Photo object pointing material:

────

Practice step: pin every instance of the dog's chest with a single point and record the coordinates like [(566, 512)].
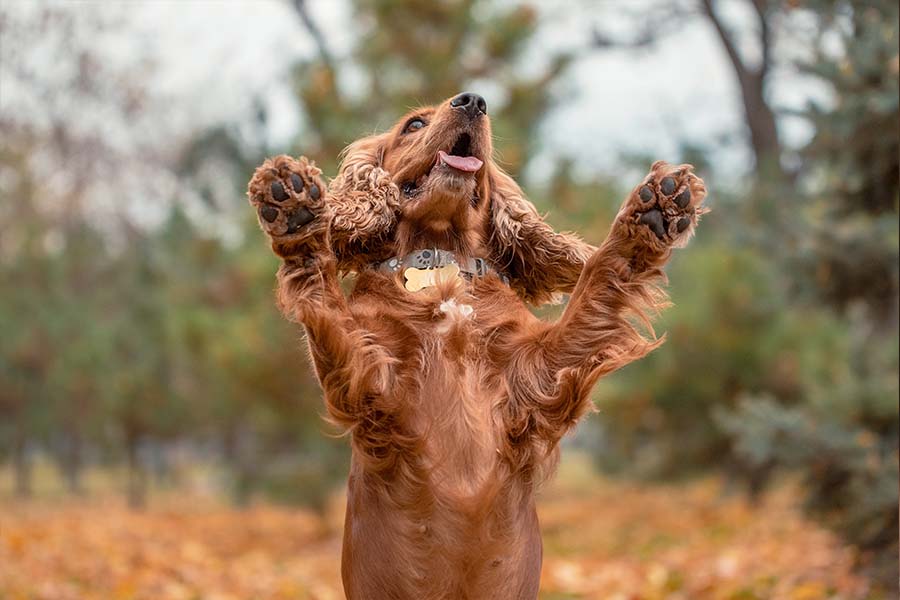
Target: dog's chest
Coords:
[(454, 417)]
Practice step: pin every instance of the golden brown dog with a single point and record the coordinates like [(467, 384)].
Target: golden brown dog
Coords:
[(454, 394)]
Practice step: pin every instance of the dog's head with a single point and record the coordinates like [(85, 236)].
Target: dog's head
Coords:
[(430, 181)]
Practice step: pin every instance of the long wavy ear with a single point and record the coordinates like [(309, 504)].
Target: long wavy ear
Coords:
[(363, 202), (540, 263)]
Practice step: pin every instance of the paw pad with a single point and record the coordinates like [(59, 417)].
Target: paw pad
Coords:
[(287, 195), (667, 203)]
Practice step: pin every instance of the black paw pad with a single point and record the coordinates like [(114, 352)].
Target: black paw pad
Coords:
[(298, 219), (278, 192), (269, 213), (667, 185), (653, 219)]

────

Directions:
Can you recast the material, from its start through the line containing "[(454, 417)]", as a two-column CSV with the headers text and answer, one row per text-and-answer pair? Put each field in quotes, turn line breaks into spaces, and leave out the picture placeholders.

Exercise solution:
text,answer
"Practice step: pin every instance of the dog's chest with a single point and record the coordinates like [(566, 512)]. Target: dog's chest Coords:","[(454, 417)]"